> **Extracted entries**
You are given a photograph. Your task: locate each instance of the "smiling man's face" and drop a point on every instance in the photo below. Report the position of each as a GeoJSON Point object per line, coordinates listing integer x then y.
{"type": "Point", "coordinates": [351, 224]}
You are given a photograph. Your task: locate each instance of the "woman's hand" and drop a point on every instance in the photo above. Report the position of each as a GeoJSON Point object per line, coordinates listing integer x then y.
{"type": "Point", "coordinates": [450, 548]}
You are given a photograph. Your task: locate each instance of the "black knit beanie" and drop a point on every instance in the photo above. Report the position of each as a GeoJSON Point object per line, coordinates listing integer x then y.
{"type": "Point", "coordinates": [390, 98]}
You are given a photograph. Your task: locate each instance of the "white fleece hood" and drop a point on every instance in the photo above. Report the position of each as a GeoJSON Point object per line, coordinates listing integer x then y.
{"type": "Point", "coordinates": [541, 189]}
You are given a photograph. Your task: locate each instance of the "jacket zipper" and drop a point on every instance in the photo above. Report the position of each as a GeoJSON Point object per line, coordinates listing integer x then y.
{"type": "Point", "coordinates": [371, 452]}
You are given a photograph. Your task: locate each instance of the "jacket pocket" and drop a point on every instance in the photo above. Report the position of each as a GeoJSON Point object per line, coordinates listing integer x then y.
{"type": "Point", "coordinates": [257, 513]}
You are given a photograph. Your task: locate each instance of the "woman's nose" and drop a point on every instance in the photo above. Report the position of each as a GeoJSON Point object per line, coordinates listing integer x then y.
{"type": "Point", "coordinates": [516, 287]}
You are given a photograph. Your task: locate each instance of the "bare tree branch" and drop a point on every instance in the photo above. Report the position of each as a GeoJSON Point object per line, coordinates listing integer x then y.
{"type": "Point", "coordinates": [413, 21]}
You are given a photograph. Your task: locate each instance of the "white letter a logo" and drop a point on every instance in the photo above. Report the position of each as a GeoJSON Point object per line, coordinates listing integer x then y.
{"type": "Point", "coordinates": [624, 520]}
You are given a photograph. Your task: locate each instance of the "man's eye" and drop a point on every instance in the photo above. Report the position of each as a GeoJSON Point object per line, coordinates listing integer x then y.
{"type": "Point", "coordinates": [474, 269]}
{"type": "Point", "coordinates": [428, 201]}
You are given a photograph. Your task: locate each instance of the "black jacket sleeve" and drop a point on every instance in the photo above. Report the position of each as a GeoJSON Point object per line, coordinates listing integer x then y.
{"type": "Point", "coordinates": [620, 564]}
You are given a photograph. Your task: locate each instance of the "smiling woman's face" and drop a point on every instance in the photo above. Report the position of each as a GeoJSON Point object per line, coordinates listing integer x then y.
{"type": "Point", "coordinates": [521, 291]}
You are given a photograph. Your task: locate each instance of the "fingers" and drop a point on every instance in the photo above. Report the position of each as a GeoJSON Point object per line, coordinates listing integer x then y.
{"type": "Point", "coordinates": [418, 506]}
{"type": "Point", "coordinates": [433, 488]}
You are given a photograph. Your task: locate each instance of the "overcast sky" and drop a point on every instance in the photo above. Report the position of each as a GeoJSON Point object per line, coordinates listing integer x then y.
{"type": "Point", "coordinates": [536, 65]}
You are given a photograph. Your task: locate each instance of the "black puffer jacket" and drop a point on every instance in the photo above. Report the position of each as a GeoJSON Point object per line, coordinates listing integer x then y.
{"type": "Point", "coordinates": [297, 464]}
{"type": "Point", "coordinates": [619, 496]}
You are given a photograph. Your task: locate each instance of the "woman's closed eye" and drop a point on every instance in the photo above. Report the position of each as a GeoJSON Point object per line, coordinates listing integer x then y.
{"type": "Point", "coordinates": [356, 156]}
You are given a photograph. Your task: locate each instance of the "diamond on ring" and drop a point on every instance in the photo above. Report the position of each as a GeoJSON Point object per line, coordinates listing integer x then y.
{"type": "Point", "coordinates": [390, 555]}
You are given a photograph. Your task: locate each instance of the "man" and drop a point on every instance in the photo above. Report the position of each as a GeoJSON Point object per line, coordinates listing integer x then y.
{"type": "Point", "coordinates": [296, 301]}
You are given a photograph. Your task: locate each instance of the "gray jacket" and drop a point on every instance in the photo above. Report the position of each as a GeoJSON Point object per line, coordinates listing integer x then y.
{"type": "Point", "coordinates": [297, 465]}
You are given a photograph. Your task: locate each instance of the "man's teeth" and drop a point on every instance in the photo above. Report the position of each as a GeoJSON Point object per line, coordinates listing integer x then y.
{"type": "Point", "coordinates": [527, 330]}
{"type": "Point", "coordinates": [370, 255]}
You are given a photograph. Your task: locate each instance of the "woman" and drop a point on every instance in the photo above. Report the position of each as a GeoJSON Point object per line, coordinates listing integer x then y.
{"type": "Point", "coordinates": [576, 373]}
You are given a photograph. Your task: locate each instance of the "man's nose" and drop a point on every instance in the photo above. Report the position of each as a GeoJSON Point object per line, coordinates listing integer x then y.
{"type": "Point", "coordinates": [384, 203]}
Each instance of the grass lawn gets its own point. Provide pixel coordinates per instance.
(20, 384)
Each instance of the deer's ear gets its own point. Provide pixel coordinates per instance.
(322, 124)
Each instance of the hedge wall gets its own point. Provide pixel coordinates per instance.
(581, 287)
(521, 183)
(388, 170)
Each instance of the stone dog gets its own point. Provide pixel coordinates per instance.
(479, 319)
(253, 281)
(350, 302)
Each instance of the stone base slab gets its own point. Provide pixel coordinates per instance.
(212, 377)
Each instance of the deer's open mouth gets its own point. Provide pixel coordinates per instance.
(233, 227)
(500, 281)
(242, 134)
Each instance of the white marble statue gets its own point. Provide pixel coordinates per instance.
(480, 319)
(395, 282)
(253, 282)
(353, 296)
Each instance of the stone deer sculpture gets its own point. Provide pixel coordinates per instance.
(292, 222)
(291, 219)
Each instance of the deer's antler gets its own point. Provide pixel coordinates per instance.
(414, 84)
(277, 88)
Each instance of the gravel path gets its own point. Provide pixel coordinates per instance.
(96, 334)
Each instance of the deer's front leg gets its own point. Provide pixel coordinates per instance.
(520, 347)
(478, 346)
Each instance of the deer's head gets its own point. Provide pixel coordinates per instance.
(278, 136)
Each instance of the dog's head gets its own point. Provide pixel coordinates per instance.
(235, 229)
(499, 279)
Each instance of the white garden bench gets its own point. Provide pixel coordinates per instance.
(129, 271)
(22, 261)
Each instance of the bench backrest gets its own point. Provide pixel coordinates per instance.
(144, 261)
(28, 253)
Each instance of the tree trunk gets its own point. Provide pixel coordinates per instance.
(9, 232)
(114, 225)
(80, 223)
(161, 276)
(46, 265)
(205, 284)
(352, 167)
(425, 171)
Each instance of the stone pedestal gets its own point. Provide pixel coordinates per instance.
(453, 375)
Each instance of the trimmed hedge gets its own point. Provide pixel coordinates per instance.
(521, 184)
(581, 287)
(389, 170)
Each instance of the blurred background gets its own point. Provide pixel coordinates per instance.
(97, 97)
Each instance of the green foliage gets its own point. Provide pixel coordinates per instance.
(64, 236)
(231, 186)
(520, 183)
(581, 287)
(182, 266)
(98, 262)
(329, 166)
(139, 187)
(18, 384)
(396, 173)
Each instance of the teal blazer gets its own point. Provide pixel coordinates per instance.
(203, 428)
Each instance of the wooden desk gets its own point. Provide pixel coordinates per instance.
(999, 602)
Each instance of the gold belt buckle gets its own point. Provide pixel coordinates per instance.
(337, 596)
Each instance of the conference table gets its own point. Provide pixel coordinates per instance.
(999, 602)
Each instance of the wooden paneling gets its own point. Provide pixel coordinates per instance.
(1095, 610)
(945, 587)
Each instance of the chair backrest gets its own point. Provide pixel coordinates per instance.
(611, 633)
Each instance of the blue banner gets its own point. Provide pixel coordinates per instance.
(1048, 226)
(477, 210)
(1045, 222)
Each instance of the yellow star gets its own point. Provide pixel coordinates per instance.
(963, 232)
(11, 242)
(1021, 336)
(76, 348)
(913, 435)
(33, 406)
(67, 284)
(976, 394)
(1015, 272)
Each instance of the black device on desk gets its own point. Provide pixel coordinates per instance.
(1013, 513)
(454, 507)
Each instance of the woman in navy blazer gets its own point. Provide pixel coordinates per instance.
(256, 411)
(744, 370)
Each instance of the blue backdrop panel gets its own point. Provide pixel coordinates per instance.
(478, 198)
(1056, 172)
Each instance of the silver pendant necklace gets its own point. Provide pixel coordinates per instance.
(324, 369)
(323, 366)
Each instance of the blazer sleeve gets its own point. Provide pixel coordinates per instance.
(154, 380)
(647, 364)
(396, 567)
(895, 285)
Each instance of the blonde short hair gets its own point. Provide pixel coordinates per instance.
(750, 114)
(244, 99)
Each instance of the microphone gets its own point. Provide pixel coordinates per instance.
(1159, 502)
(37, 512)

> **What needs to be done**
Could you write out, exactly as given, the lines from the one holding "Each instance of the green" through the end of the listing, and nothing else?

> **Finished task**
Each instance of the green foliage gets its own point. Provide pixel coordinates per instance.
(64, 236)
(231, 186)
(520, 183)
(581, 287)
(182, 266)
(98, 262)
(329, 166)
(139, 187)
(18, 384)
(396, 173)
Each instance of the teal blazer gets its own point. Provide pixel coordinates per instance.
(203, 428)
Each instance of the wooden desk gets its own point. Provide pixel coordinates per instance.
(999, 602)
Each instance of the gold belt buckle gets its own point. Provide pixel coordinates per instance.
(337, 596)
Each instance of the conference table gets its own point. Provide pixel coordinates per instance.
(999, 602)
Each instance of the wooden paneling gets its own point. Provide pixel coordinates per instance.
(1095, 610)
(945, 587)
Each instance of the chair backrest gets its own point. Provide pixel coordinates per instance.
(611, 633)
Each instance of the blue banner gets its own point. Provide pixel coordinates per instance.
(1048, 226)
(477, 210)
(1045, 222)
Each instance of the yellow star gets its own point. Provide pixel coordinates per instance.
(963, 232)
(11, 242)
(1021, 336)
(76, 348)
(913, 435)
(33, 406)
(67, 284)
(976, 394)
(1015, 272)
Each instance of the black device on desk gets its own point. Provide pixel coordinates per instance.
(1013, 513)
(454, 507)
Each instance of the woman in navy blazer gets its own point. Provide pixel coordinates per instance.
(256, 411)
(744, 370)
Each instance of the blue backdrop panel gets its own point. Provide pixel coordinates per instance.
(478, 198)
(1056, 172)
Each instance of the silver pendant necklace gets its own point. Provide pixel coordinates per instance.
(324, 369)
(323, 366)
Each instance of the blazer sleeve gets its own point. Provide pixel coordinates per instance.
(154, 380)
(647, 364)
(396, 567)
(895, 285)
Each instance of the blonde short hair gets its own point. Provide pixel coordinates per instance.
(750, 114)
(244, 99)
Each instance of the microphone gets its own point. Provide pixel coordinates per instance.
(1159, 502)
(37, 512)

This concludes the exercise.